* start PASSAGE PROVIDED *
CTS: 1577, 86740 tries, 78.0%.

Saturday, June 09, 2007

CTS 1587 on 86.3% Success Rate

So the big wheel finally turned, and my success rate jumped from 77.8% to 77.9%. It took 1008 problems, give or take a couple of dozen tries, yielding an actual success rate of 86.3%. Slightly less than what I was aiming for, but I had quite a lot of bad days which drop the percentage quite easily. I'll keep pushing for the 90%, so hopefully the next increment will happen around 900 tries from now.

Winning streak on RHP keeps continuing, and regardless of some problems against the lower rated, my rating graph just keeps going up. I don't really lose much anymore, only one single loss and a draw in the last 30 games. It's probably not because I suddenly got a lot better, but because I'm getting more diciplined in the way I play my games. And most of the opponents have also been hundreds of points lower rated, so that's a factor too. Can't really do much about that, as the tournaments almost always have a lot of lower rated players. But it's still always nice to win, even though I'll only get 1 or 2 points for the win, and risk losing 30 for the occasional blunder. That's also where the diciplined approach comes in.

CTS: 1587, 85972 tries, 77.9%
RHP: 1923, 239 games, wdl 167-13-65

Friday, May 25, 2007

1902 On Red Hot Pawn

My RHP games have been going very well for a while now, regardless of my chronically oversized game load (47), and I've committed only a few glaring mistakes. Subtracting the negatives, it really works.
* end PASSAGE PROVIDED *
* start RECORD SET *
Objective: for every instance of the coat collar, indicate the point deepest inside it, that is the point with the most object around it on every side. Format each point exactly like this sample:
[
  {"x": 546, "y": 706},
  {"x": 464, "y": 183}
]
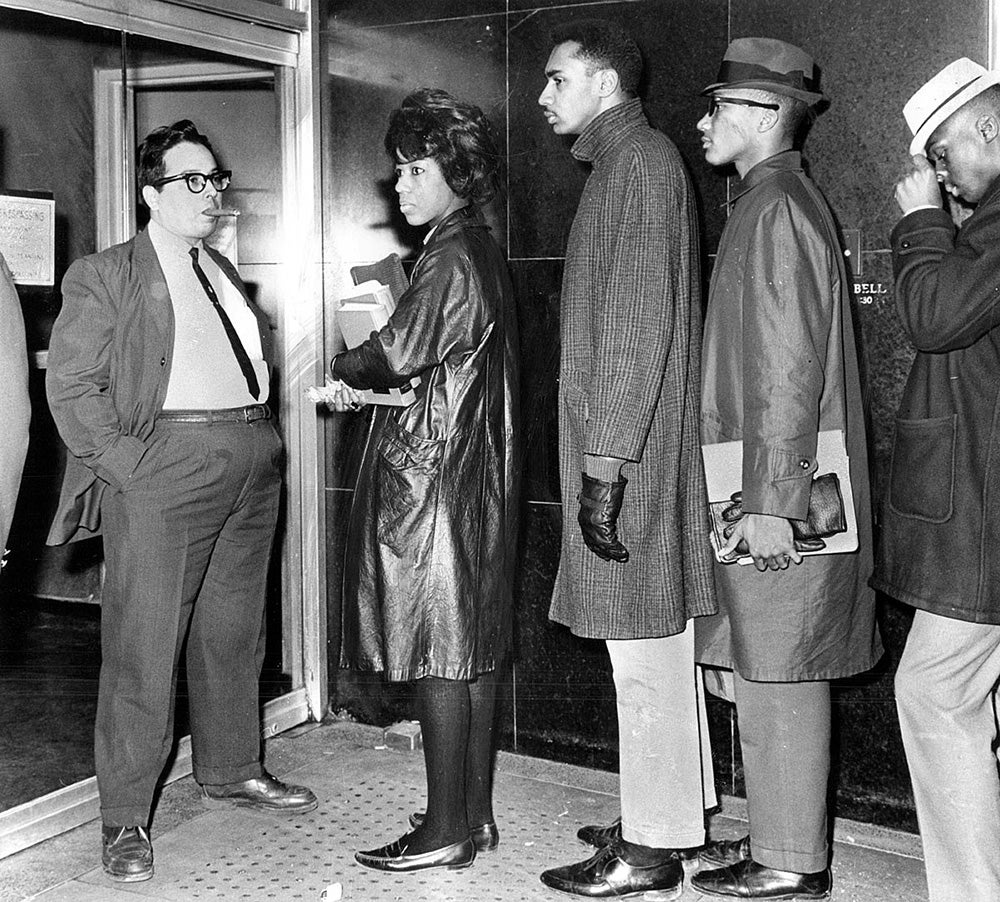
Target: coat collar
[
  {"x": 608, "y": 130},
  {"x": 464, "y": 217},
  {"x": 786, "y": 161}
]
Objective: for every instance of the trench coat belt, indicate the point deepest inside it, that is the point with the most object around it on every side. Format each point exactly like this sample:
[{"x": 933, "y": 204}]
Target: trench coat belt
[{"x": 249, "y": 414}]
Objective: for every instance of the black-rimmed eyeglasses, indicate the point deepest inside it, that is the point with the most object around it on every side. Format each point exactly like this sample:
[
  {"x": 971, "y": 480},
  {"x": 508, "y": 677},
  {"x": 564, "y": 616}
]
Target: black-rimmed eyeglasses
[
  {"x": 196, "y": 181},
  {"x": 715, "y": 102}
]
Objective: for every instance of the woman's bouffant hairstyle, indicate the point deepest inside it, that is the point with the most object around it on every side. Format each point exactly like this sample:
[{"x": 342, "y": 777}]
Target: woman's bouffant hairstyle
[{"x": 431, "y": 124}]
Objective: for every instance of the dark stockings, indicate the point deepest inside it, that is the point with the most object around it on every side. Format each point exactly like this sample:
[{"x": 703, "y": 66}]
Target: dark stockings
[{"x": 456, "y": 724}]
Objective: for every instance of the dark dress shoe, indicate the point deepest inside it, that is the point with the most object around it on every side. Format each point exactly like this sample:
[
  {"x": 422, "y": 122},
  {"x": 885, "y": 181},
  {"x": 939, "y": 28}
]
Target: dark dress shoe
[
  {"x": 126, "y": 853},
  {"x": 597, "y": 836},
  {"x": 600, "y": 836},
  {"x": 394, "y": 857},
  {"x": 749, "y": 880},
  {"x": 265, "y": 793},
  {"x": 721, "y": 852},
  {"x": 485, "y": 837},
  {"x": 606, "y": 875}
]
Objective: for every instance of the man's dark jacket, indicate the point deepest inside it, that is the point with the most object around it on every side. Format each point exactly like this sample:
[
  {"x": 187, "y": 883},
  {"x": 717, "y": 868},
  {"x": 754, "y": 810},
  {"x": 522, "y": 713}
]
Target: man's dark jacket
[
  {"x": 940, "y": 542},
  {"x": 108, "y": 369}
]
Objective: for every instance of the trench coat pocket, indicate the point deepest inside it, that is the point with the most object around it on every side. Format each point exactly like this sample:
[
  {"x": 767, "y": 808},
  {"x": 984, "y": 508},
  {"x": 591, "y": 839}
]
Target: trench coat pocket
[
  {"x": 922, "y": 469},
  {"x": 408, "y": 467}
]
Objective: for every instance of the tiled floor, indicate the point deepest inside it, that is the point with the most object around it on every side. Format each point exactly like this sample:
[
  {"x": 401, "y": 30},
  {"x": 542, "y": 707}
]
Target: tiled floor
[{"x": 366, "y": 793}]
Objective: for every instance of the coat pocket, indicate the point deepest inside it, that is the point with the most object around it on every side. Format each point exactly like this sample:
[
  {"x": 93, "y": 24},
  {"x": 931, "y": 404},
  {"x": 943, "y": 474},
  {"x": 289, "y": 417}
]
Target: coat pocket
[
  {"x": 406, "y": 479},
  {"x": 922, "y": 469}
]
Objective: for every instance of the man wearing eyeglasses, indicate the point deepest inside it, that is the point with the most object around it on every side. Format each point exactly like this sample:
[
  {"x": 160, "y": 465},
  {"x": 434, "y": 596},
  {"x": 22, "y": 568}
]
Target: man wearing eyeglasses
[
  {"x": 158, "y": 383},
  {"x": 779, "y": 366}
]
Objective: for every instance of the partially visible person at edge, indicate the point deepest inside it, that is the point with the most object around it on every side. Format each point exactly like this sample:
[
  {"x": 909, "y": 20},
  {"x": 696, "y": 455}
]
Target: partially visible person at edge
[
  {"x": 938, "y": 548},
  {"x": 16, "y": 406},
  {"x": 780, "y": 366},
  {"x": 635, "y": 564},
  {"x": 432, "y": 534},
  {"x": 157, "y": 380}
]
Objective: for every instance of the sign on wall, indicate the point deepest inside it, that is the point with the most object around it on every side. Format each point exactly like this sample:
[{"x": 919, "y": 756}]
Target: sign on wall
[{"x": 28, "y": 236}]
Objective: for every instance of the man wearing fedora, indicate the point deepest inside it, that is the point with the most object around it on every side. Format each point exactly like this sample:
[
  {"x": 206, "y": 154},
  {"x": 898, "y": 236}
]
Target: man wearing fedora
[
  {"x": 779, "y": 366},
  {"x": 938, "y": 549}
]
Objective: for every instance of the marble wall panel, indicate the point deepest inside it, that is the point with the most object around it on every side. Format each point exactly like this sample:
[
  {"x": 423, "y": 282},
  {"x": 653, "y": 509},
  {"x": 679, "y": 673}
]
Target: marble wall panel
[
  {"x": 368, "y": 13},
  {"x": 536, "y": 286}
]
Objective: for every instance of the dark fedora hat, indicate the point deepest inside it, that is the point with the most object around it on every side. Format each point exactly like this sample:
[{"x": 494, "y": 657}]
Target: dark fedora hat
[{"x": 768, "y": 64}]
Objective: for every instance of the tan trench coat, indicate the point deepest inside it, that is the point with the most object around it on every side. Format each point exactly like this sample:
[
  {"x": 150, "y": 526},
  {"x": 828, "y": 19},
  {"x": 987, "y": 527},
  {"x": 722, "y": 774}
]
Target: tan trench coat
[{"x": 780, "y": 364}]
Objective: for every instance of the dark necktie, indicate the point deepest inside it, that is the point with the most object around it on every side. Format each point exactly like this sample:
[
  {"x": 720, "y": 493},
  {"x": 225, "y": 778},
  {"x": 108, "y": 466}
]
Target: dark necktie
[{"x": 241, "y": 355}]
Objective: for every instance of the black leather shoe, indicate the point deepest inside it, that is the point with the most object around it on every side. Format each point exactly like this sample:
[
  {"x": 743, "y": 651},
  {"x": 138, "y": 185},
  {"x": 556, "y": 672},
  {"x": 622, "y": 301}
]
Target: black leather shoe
* end RECORD SET *
**WORK TO BE COMPLETED:** Carry on the chess blog past its final sentence, "Subtracting the negatives, it really works."

**TASK RESULT:**
The goal for 2007 was 1900, and it's only May. I had a feeling it might not be that difficult goal to reach, but wasn't really expecting to do it so quick. More time to work on my useless blitz I guess.

There's a couple of games in which I'm being run over, but not for those typical simple oversights, which is always good. I don't mind being outplayed strategically, as it always gives you a burning scar that won't fade away for a long time (won't be underestimating the bayonet against KID again in a hurry). It's the simple blunders which bug the hell out of me.

I've been winning most of the games, but some of the lower rated opponents have & are giving me a really hard time. They seem to just buckle up when they see my rating go up, damn them. It was a lot easier to win against 1500's when I was in the 1600's. Fortunately my endgames have come a long way, and I've even managed to draw some lost games. And no more losing won endgames against 1500's. All Hail Karsten Müller!

Nevertheless, a huge amount of work left on endgames, for I've still only scratched the surface so far. Tactics, well that's a neverending graveyard shift in the salt mines, but I think I'm pretty okay for now. Could be a lot better, especially on calculation, but there are more pressing matters to concern myself with.

Like always, I sense the impending doom looming right behind the next corner, and expect to drop back to 1800's before long. But if I do, I'm now pretty confident in staying over 1900 once I get my game load down to a manageable size. With some nice victories coming in, I might make it even now. Although I'm somewhat sceptical about that... But like always, we'll see what future brings.

On CTS I've been doing around 90% success rate for a while now, hovering around 1600, and today the overall percentage finally did budge from 77.7% to 77.8%. It's now 84 964 tries, and I thought I'd write it down so I can calculate what kind of average I've actually had when the percentage moves the next time.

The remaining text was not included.